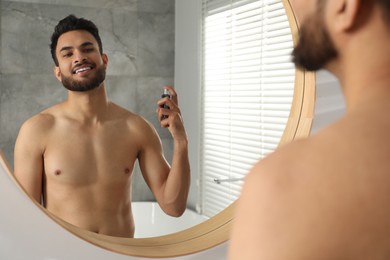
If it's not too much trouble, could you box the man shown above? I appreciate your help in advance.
[14,15,190,237]
[229,0,390,260]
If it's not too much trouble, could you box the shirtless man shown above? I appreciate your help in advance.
[229,0,390,260]
[14,16,190,237]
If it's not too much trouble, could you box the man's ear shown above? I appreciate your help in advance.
[54,66,62,82]
[332,0,362,32]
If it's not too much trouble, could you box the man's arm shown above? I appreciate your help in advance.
[139,87,190,216]
[14,116,47,204]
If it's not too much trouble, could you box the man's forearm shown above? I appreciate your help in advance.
[164,140,190,216]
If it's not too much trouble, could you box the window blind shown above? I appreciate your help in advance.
[200,0,295,217]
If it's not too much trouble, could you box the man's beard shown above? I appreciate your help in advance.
[292,6,338,71]
[61,66,106,92]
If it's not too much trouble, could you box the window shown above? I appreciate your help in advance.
[201,0,295,217]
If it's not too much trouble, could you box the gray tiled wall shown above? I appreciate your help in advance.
[0,0,174,200]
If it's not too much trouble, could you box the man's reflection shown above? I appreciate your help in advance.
[14,15,190,237]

....

- **REQUEST**
Swap "box" for "outline" throughout all the items above and write them out again with nothing else changed. Leave the pictures out.

- **SOLVED PROBLEM**
If it's not too much trouble, could you outline the man shown above? I appreciate your help in advance.
[14,15,190,237]
[229,0,390,260]
If it's not too much trouble, could you outline the shirtless man shown above? I appreciate your help in advance.
[229,0,390,260]
[14,16,190,237]
If it's not too much trouble, could you outline the man's ear shown above? I appreciate your help in advance.
[54,66,62,82]
[332,0,362,32]
If it's not too much trouble, could you outline the man's arm shown above? I appreciate your help in advance.
[139,87,190,216]
[14,116,47,204]
If it's not too much trouble, could you outline the man's forearm shown above? I appreciate your help in advance.
[164,140,190,216]
If it's not too much trouble, could you outline the window blind shown above? I appreciate your help in advance.
[200,0,295,217]
If it's not too much trouble, could you outline the man's beard shown above? I appreciate your help in advance.
[292,6,338,71]
[61,66,106,92]
If it's not too much trouble, could you outline the window shown above? I appreciate your help in advance.
[201,0,295,217]
If it's not too much trouble, could you outline the gray tiled wall shown above? I appreciate your help in advance.
[0,0,174,200]
If it's not too much trouble, could you outline the man's reflection shown above? I appreciate your help in advance.
[14,15,190,237]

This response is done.